Top of Dataset excerpts

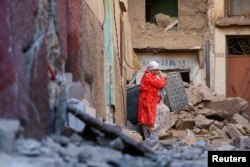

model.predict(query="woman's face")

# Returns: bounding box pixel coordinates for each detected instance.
[150,69,159,75]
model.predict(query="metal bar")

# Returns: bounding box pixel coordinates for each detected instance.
[205,40,210,88]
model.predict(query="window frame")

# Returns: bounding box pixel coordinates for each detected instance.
[225,0,250,17]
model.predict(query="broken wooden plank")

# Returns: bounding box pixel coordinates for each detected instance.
[164,20,178,32]
[68,108,154,156]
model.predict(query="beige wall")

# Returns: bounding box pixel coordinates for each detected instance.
[127,0,209,87]
[213,27,250,95]
[127,0,145,39]
[85,0,104,24]
[79,0,106,120]
[214,0,224,18]
[210,0,250,95]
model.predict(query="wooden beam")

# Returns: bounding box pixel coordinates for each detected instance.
[68,108,154,156]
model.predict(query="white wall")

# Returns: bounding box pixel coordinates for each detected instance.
[136,51,205,85]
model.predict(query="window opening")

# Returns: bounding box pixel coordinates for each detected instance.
[227,0,250,17]
[227,36,250,55]
[146,0,178,23]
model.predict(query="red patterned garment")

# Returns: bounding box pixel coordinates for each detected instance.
[138,72,167,127]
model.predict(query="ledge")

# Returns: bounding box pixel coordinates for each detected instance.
[215,17,250,27]
[133,46,202,52]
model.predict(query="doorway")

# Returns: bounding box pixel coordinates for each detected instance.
[227,36,250,113]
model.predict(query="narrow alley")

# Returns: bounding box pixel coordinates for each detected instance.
[0,0,250,167]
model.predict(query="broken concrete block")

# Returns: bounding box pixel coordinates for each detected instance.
[213,120,224,129]
[225,124,244,138]
[16,138,41,156]
[0,119,21,153]
[175,119,195,130]
[185,86,202,105]
[205,97,248,118]
[209,124,228,139]
[183,129,197,146]
[170,130,186,138]
[67,113,86,132]
[192,127,201,134]
[195,114,214,129]
[155,13,172,28]
[198,84,215,101]
[232,113,250,131]
[178,110,194,119]
[234,124,250,136]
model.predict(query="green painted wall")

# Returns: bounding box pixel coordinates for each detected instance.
[103,0,115,112]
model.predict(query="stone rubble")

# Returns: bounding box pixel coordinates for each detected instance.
[1,82,250,167]
[160,82,250,151]
[0,119,209,167]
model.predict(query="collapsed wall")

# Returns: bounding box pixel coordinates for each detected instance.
[164,82,250,149]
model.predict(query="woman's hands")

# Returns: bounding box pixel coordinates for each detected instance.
[159,72,167,79]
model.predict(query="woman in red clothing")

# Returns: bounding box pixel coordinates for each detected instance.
[138,61,167,140]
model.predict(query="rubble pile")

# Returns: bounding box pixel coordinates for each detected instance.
[0,119,208,167]
[1,80,250,167]
[165,82,250,150]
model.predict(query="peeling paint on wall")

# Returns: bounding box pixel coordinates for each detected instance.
[103,0,115,122]
[137,52,203,85]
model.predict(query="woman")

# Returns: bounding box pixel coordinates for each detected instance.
[138,61,167,139]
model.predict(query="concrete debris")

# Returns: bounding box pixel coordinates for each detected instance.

Bottom of Dataset excerpts

(Action item): Go through the material above and report each line containing "window".

(Answer to this problem):
model.predict(query="window frame")
model.predict(query="window opening")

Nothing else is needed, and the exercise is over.